> _Data for this task_
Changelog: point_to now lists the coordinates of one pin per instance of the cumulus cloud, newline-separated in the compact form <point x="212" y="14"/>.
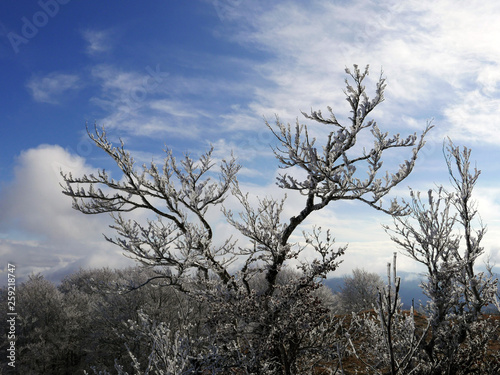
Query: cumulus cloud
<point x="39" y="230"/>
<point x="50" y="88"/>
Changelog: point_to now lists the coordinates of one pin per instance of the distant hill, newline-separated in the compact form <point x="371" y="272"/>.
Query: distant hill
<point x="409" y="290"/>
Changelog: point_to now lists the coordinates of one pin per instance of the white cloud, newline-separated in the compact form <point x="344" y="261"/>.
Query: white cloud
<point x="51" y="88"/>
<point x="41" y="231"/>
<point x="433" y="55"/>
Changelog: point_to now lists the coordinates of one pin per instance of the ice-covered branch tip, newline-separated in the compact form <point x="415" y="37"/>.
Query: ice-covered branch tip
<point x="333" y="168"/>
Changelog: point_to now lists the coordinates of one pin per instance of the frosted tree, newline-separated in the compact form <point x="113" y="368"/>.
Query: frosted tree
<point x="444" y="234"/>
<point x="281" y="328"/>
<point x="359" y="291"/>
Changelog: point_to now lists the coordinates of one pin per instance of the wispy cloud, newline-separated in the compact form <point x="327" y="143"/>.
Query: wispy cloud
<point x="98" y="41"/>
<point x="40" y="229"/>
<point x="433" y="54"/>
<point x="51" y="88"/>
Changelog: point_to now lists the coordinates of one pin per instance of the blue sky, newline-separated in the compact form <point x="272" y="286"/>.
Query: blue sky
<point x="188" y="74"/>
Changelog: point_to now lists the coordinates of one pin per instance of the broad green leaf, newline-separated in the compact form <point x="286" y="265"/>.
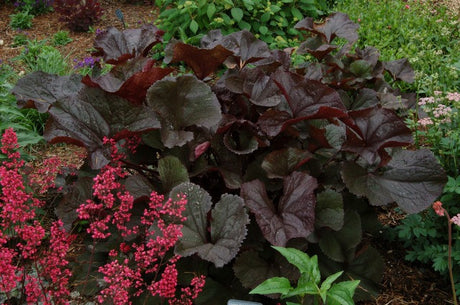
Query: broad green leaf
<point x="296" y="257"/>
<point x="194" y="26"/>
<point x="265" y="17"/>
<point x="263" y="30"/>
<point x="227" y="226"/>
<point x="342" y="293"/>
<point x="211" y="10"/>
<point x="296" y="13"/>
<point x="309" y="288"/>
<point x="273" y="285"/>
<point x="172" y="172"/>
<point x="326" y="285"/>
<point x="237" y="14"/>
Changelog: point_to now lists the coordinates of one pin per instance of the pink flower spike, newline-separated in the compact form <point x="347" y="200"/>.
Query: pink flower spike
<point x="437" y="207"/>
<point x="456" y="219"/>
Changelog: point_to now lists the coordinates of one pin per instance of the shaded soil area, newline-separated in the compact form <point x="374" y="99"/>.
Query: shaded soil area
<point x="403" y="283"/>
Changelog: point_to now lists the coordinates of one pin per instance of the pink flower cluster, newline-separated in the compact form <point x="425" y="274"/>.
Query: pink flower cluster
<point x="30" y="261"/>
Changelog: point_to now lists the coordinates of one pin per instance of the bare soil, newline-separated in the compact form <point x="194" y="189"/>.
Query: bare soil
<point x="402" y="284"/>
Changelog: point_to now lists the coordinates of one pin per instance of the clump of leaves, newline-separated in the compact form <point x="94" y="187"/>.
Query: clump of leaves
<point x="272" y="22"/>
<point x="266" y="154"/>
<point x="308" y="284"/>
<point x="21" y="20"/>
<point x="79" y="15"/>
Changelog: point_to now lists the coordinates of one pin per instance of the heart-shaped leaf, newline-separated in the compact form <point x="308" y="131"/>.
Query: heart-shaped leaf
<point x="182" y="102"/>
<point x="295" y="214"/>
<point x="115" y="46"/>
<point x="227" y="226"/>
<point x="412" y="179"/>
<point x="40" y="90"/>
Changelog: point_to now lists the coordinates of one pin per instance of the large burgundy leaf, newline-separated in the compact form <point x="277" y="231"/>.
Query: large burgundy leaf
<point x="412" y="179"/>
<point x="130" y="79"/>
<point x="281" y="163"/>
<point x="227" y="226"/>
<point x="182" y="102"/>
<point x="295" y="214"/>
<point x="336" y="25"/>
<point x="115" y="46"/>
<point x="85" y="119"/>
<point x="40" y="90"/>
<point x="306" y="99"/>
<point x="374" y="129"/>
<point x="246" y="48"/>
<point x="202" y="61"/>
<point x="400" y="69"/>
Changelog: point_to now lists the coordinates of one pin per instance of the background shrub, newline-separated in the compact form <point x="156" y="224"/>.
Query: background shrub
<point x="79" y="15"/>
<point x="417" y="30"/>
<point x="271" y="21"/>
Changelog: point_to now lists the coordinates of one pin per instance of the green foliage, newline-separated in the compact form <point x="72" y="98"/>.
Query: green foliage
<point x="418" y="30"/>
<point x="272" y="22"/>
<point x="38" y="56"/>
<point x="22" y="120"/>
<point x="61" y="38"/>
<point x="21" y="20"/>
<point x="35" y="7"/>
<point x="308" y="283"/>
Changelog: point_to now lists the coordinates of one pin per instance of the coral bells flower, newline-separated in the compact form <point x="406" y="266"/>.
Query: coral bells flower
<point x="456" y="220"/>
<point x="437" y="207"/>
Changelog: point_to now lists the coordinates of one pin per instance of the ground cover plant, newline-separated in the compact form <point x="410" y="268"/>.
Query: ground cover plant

> _What is being asked_
Please return the whole listing exactly. Do not copy its images.

> _Answer for the task_
Changelog: point_to now lists the coordinates of one pin per instance of the cumulus cloud, newline-separated in the compact form <point x="212" y="14"/>.
Query: cumulus cloud
<point x="39" y="230"/>
<point x="50" y="88"/>
Changelog: point_to now lists the coordinates of one pin per instance of the distant hill, newline-separated in the compact form <point x="371" y="272"/>.
Query: distant hill
<point x="409" y="290"/>
Changelog: point_to now lists the coordinates of one pin per instance of the white cloud, newline-separated in the compact form <point x="344" y="261"/>.
Query: white cloud
<point x="51" y="88"/>
<point x="41" y="231"/>
<point x="433" y="55"/>
Changelog: point_to now lists the coordinates of one pin per instance of the ice-covered branch tip, newline-separated in the compact form <point x="415" y="37"/>.
Query: ice-covered branch tip
<point x="333" y="168"/>
Changelog: point_to now lists the coordinates of one pin per instance of the frosted tree, newline-separated in the compact form <point x="113" y="368"/>.
Query: frosted tree
<point x="444" y="234"/>
<point x="281" y="328"/>
<point x="359" y="291"/>
Changelog: point_to now lists the coordinates of one pin per instance of the wispy cloud, newline-separated in the compact form <point x="327" y="143"/>.
Query: wispy cloud
<point x="98" y="41"/>
<point x="40" y="229"/>
<point x="433" y="54"/>
<point x="51" y="88"/>
Changelog: point_to now lists the coordinates of one pin per instance of the blue sky, newline-separated in the compact form <point x="272" y="286"/>.
Query: blue sky
<point x="188" y="74"/>
Changelog: point_to now lists the coordinates of one pin per instance of the broad green leaf, newline-separated in the compact form <point x="286" y="265"/>.
Query: broad green leaf
<point x="296" y="257"/>
<point x="194" y="26"/>
<point x="265" y="17"/>
<point x="263" y="30"/>
<point x="227" y="226"/>
<point x="342" y="293"/>
<point x="211" y="10"/>
<point x="296" y="13"/>
<point x="309" y="288"/>
<point x="273" y="285"/>
<point x="172" y="172"/>
<point x="326" y="285"/>
<point x="237" y="14"/>
Changelog: point_to now lists the coordinates of one pin per instance of the pink flower spike, newline-separated in the compact form <point x="347" y="200"/>.
Query: pink flower spike
<point x="437" y="207"/>
<point x="456" y="219"/>
Changelog: point_to now lists the coordinates of one pin per instance of the shaded soil area, newline-separated in the compact form <point x="374" y="99"/>.
Query: shaded soil area
<point x="403" y="283"/>
Changelog: point_to now lists the coordinates of one pin per instance of the pink flower cluster, newline-separated in the compact form <point x="425" y="274"/>.
Query: pink flower cluster
<point x="30" y="261"/>
Changelog: point_to now lists the coordinates of one pin per instance of the bare soil, newline-separated in the compact form <point x="194" y="189"/>.
Query: bare soil
<point x="402" y="284"/>
Changelog: point_to now lists the coordinates of one pin per instance of the clump of leaves, newline-separated in the compact form <point x="94" y="187"/>.
Query: clump of leaves
<point x="272" y="22"/>
<point x="266" y="154"/>
<point x="308" y="284"/>
<point x="21" y="20"/>
<point x="79" y="15"/>
Changelog: point_to now lists the coordinates of one pin per instance of the heart-shaped leaf, newline-separated in the compact form <point x="308" y="131"/>.
Query: heart-shaped leaf
<point x="182" y="102"/>
<point x="295" y="214"/>
<point x="115" y="46"/>
<point x="227" y="226"/>
<point x="412" y="179"/>
<point x="40" y="90"/>
Changelog: point_to now lists the coordinates of one pin per instance of the large burgundy leaf, newline-separated in the compact form <point x="277" y="231"/>.
Query: large burgundy leaf
<point x="412" y="179"/>
<point x="130" y="79"/>
<point x="281" y="163"/>
<point x="227" y="226"/>
<point x="182" y="102"/>
<point x="295" y="214"/>
<point x="336" y="25"/>
<point x="115" y="46"/>
<point x="85" y="119"/>
<point x="40" y="90"/>
<point x="306" y="99"/>
<point x="374" y="129"/>
<point x="246" y="48"/>
<point x="202" y="61"/>
<point x="400" y="69"/>
Changelog: point_to now lists the coordinates of one pin per instance of the background shrub, newline-separated in the compact form <point x="156" y="224"/>.
Query: background shrub
<point x="79" y="15"/>
<point x="417" y="30"/>
<point x="271" y="21"/>
Changelog: point_to now lists the coordinates of one pin per instance of the green foliage, newline-separated in the compact form <point x="72" y="98"/>.
Query: green foliage
<point x="418" y="30"/>
<point x="272" y="22"/>
<point x="38" y="56"/>
<point x="22" y="120"/>
<point x="61" y="38"/>
<point x="21" y="20"/>
<point x="35" y="7"/>
<point x="308" y="283"/>
Changelog: point_to now lists the coordinates of one pin per instance of the coral bells flower, newline-separated in the compact form <point x="406" y="266"/>.
Query: coral bells flower
<point x="456" y="220"/>
<point x="437" y="207"/>
Changelog: point_to now lists the coordinates of one pin per instance of the ground cover plant, newline-separated in the compact form <point x="410" y="268"/>.
Query: ground cover plant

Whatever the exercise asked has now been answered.